::: DATA FOR THE TASK

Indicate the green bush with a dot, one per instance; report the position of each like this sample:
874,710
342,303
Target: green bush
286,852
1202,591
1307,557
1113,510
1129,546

::::::

• WORK REQUIRED:
The material must be repeated in full, with every line exact.

• EXERCISE RESPONSE:
Indicate the green bush with a dot, one per instance; report the position of each like this sample:
874,710
342,303
Target: green bush
286,852
1202,591
1307,557
1113,510
1129,546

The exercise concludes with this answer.